Soal – Salin tanpa perubahan bagian teks tentang historiografi Hindia-Belanda yang dibuka dengan kata-kata yang memuat "Sri Margana" dan ditutup dengan "Brandes, dan sebagainya.".

::: Artikel

Nama :
Siti Nur Hadisah B Hari/Tgl :
Kamis, 4 Okt 2012
NIM :
12/340216/PSA/07401 Dosen Pengampu : Dr.
Sri Margana
Mata Kuliah :
Historiografi
Dalam
artikel ini, Coolhaas berusaha
menguraikan penulisan sejarah tentang Hindia-Belanda yang menurutnya bahwa seorang sejarawan harus
mempunyai pengetahuan yang cukup mengenai orang pribumi maupun bangsa Belanda
yang menjajah di Hindia-Belanda itu sendiri. Pengetahuan yang dimaksudkan ini tidak lain adalah
mereka yang mempelajari ilmu bahasa, sastra dan purbakala tentang
Hindia-Belanda beserta sejarahnya. Pengetahuan ini akan membuat penulisan
sejarah semakin berwarna. Artikel ini juga berusaha memperlihatkan historiografi
yang ditulis oleh sejarawan lain, seperti De Jonge, pengaruh Entusiasme
Rousseau terhadap Raffles, Hageman, Veth, Brandes, dan sebagainya.
Coolhaas
memaparkan tentang De Jonge (1962) yang menulis sejarah Hindia – Belanda
berdasarkan arsip-arsip Belanda tentang kegiatan orang-orang Belanda di
Indonesia dan menyadari tentang pentingnya dalam penggunaan sumber-sumber
Indonesia. Hal ini dikarenakan, penulisan sejarah Indonesia jauh dari sejarah
orang-orang Indonesia dalam segala pernyataan hidupnya, yangmana menurut De
Jonge bahwa yang harus diketengahkan ialah sejarah kelompok-kelompok manusia
dan bukan hanya organisasi kenegaraannya. De Jonge mengatakan bahwa mereka
dengan mempelajari sejarah peradaban Indonesia lebih lama, akan lebih
menghargai bagian dari Indonesia itu sendiri. Hal perlu digarisbawahi bahwa De Jonge merupakan salah
orang liberal yang mempunyai gambaran tersendiri mengenai cerita yang De Jonge
gambarkan mengenai Indonesia. Cerita secara menyeluruh belum tentu lengkap dan
sebagian tidak selalu benar. Namun, pernyataan De Jonge mengenai pentingnya
penggunaan sumber-sumber pribumi pada waktu itu merupakan suatu pernyataan yang
luar biasa pada abad ke 19.

::::::
::: Cuplikan Data

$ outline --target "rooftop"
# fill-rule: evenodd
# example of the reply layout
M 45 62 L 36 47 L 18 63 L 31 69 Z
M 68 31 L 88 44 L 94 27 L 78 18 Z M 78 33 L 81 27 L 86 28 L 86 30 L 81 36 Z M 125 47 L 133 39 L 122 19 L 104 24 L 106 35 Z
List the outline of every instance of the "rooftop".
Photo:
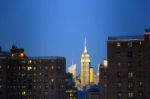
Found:
M 144 40 L 143 35 L 108 37 L 108 41 Z
M 29 59 L 65 59 L 65 57 L 61 56 L 37 56 L 37 57 L 28 57 Z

::::::

Jawaban –
Sri Margana
Mata Kuliah :
Historiografi
Dalam
artikel ini, Coolhaas berusaha
menguraikan penulisan sejarah tentang Hindia-Belanda yang menurutnya bahwa seorang sejarawan harus
mempunyai pengetahuan yang cukup mengenai orang pribumi maupun bangsa Belanda
yang menjajah di Hindia-Belanda itu sendiri. Pengetahuan yang dimaksudkan ini tidak lain adalah
mereka yang mempelajari ilmu bahasa, sastra dan purbakala tentang
Hindia-Belanda beserta sejarahnya. Pengetahuan ini akan membuat penulisan
sejarah semakin berwarna. Artikel ini juga berusaha memperlihatkan historiografi
yang ditulis oleh sejarawan lain, seperti De Jonge, pengaruh Entusiasme
Rousseau terhadap Raffles, Hageman, Veth, Brandes, dan sebagainya.